━━━━━ Text provided ━━━━━
Unlike many of his gruff contemporaries, Cooper prefers to
confine his confrontations to the football field, avoiding
needless battles with the press, fans and alumni. He knew the
demands of the job before he took it; he wasn't about to start
whining once he got to Columbus. "I don't complain about a lot
of things," he says. "I don't look for controversy. I stay away
from negative people whenever I can." Rather than feed the
beast, Cooper chose to tickle its belly, doing his best to
diffuse the tension.

"Every year the Cleveland-area alumni group has its dinner on
the Tuesday after the Michigan game, and Coach Cooper always
goes to speak," says Julie Bonfini, Cooper's secretary. "That's
a pretty tough crowd, and they're always a little angry if we
don't beat Michigan. But Coach doesn't try to take them on and
argue with them; he just tells a few jokes and tries to make
them laugh."

Since the end of his first year in Columbus, Cooper's teams have
averaged nine wins a season (same as Bruce's) and have appeared
in a bowl each year, though winning just two of them. The
Buckeyes, in fact, are 3-13-2 in the season's final two games
under Cooper. However, unlike the dominant Ohio State teams
under Hayes's command, Cooper's squads have usually been
exciting and explosive. Last fall Ohio State averaged 37.92
points per game, the most in school history, while allowing
10.92. The offense was a well-oiled machine, despite the loss of
Heisman Trophy-winning running back Eddie George and wideout
Terry Glenn, who finished one-two in the NFL rookie of the year
voting last season. The Buckeyes rushed for more than 2,700
yards, passed for more than 2,500 and turned the ball over just
16 times all year.

Cooper deflects all plaudits for bringing that University of
Miami-like firepower to WoodyWorld and insists Hayes would have
done the same if the time had been right. "If Woody coached
today, he would have changed," says Cooper. "He wouldn't he
running off tackle all day. He'd be throwing the ball, just like
we do. You've got to be flexible in this business."

Cooper's staff has gradually established itself as one of the
premier recruiting units in the country, not only landing
blue-chip players who keep Ohio State among the college football
elite but also preparing them for NFL careers. Last spring
offensive tackle Orlando Pace was the first pick in the draft,
by the St. Louis Rams, and the second Buckeye in four years to
go No. 1 (defensive tackle Dan Wilkinson was the other). In
fact, Pace was the first of seven Ohio State players to be taken
in the '97 draft, and another eight were signed as free agents.
━━━━━
● What the task asks:
Print everything in the passage on Coach Cooper from "Since the end" down to "times all year.", word for word. Answer using only the passage on Coach Cooper, with no outside sources.
━━━━━ Provided material ━━━━━
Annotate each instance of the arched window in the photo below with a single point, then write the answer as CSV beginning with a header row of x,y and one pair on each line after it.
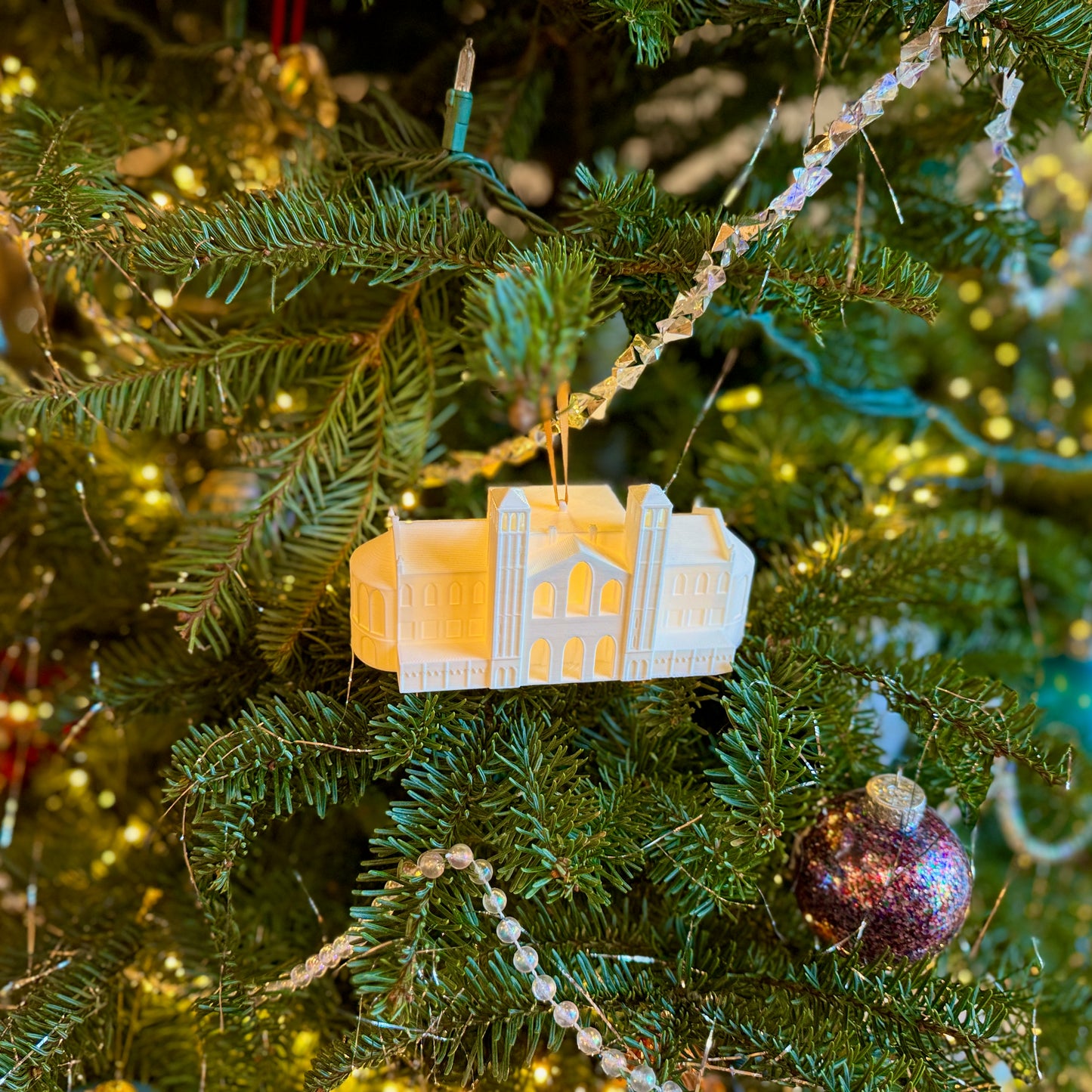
x,y
543,604
579,601
540,660
605,652
572,660
611,598
378,614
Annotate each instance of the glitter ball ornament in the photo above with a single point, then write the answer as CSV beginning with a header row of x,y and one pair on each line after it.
x,y
881,864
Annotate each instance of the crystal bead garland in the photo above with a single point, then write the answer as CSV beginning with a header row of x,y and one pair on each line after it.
x,y
432,864
733,240
329,957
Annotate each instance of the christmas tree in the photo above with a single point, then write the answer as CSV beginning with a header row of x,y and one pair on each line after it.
x,y
273,283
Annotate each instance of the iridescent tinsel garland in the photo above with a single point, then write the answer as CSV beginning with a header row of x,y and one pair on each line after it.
x,y
544,988
1038,301
732,243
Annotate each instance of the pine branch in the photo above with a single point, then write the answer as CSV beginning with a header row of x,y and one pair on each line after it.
x,y
215,596
280,755
46,1008
190,387
395,238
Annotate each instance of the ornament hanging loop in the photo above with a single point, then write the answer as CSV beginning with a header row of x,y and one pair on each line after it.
x,y
895,800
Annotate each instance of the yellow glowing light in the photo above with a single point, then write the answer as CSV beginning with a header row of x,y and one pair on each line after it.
x,y
305,1043
1063,388
1047,166
993,401
184,178
998,428
981,319
741,398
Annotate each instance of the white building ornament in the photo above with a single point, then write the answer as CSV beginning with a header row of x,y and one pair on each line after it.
x,y
540,593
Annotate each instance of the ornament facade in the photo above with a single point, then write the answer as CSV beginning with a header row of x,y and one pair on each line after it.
x,y
540,593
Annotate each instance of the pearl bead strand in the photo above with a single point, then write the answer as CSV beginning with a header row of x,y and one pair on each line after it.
x,y
434,863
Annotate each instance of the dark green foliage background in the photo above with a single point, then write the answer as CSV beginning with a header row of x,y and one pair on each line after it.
x,y
280,790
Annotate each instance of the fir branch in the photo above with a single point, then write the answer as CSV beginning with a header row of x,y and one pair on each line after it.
x,y
397,238
191,385
46,1008
964,723
279,755
214,599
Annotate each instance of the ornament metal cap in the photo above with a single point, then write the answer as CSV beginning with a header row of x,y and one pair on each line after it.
x,y
895,800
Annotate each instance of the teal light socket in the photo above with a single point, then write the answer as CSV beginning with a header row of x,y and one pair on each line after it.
x,y
456,118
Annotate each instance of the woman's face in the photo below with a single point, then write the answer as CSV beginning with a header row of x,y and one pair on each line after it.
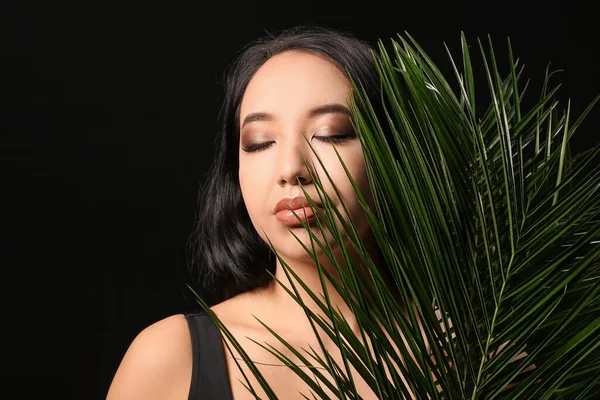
x,y
297,95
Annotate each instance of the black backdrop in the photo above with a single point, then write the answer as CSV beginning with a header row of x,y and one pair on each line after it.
x,y
108,117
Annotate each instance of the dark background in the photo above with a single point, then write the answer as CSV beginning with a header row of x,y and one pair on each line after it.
x,y
108,116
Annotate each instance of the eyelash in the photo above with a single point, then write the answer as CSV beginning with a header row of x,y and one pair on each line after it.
x,y
331,139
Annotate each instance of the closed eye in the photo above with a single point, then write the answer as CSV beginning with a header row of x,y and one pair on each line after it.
x,y
329,139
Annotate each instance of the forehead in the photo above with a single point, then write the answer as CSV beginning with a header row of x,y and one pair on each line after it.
x,y
292,82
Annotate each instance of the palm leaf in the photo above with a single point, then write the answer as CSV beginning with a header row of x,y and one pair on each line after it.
x,y
490,231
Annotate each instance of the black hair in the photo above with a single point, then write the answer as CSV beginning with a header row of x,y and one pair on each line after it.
x,y
228,256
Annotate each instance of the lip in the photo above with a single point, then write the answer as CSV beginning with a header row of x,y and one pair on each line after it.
x,y
299,205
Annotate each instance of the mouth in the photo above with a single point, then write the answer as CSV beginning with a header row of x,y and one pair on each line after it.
x,y
288,218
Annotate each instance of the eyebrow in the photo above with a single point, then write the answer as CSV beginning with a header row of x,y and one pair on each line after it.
x,y
334,108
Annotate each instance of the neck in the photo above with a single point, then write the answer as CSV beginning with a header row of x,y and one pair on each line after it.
x,y
306,269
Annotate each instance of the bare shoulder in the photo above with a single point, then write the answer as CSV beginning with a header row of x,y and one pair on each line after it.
x,y
157,364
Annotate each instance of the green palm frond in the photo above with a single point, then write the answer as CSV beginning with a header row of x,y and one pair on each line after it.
x,y
491,233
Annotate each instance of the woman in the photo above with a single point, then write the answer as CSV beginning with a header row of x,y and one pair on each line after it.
x,y
282,92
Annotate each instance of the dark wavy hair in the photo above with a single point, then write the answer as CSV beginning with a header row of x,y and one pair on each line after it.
x,y
228,256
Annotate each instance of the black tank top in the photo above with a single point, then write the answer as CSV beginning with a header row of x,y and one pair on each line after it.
x,y
209,371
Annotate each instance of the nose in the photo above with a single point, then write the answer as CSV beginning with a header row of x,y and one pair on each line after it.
x,y
291,166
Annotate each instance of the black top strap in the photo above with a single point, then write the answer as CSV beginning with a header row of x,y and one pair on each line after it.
x,y
209,371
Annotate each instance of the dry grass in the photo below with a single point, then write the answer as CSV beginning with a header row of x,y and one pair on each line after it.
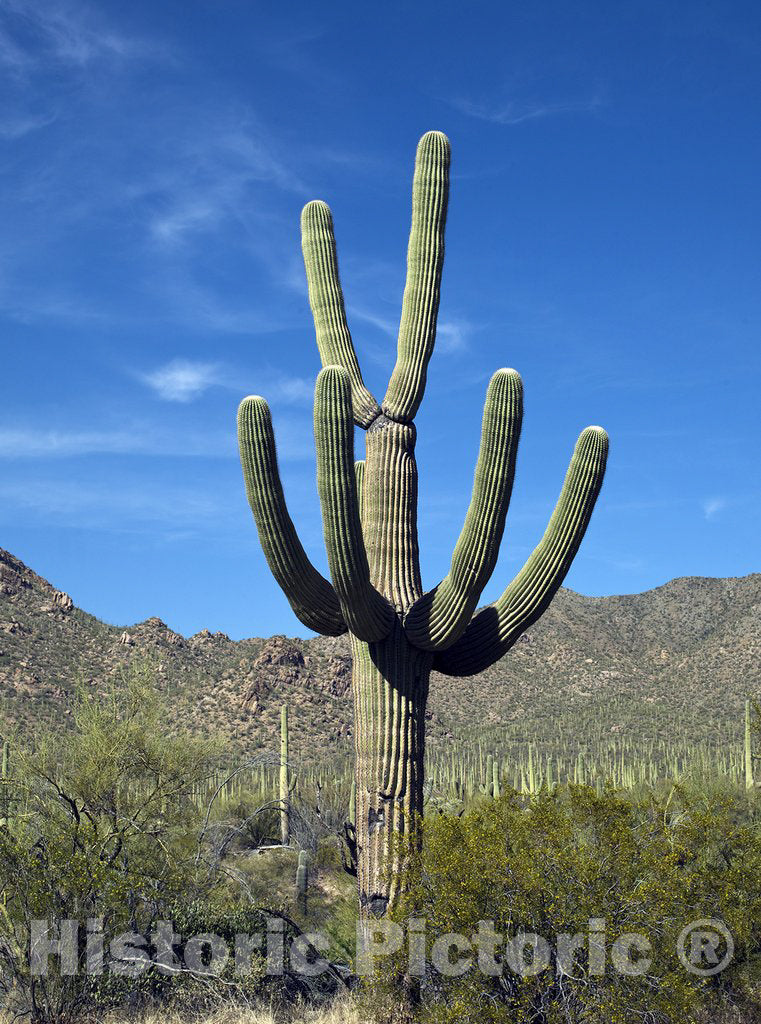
━━━━━
● Written response:
Since the end of his first year in Columbus, Cooper's teams have
averaged nine wins a season (same as Bruce's) and have appeared
in a bowl each year, though winning just two of them. The
Buckeyes, in fact, are 3-13-2 in the season's final two games
under Cooper. However, unlike the dominant Ohio State teams
under Hayes's command, Cooper's squads have usually been
exciting and explosive. Last fall Ohio State averaged 37.92
points per game, the most in school history, while allowing
10.92. The offense was a well-oiled machine, despite the loss of
Heisman Trophy-winning running back Eddie George and wideout
Terry Glenn, who finished one-two in the NFL rookie of the year
voting last season. The Buckeyes rushed for more than 2,700
yards, passed for more than 2,500 and turned the ball over just
16 times all year.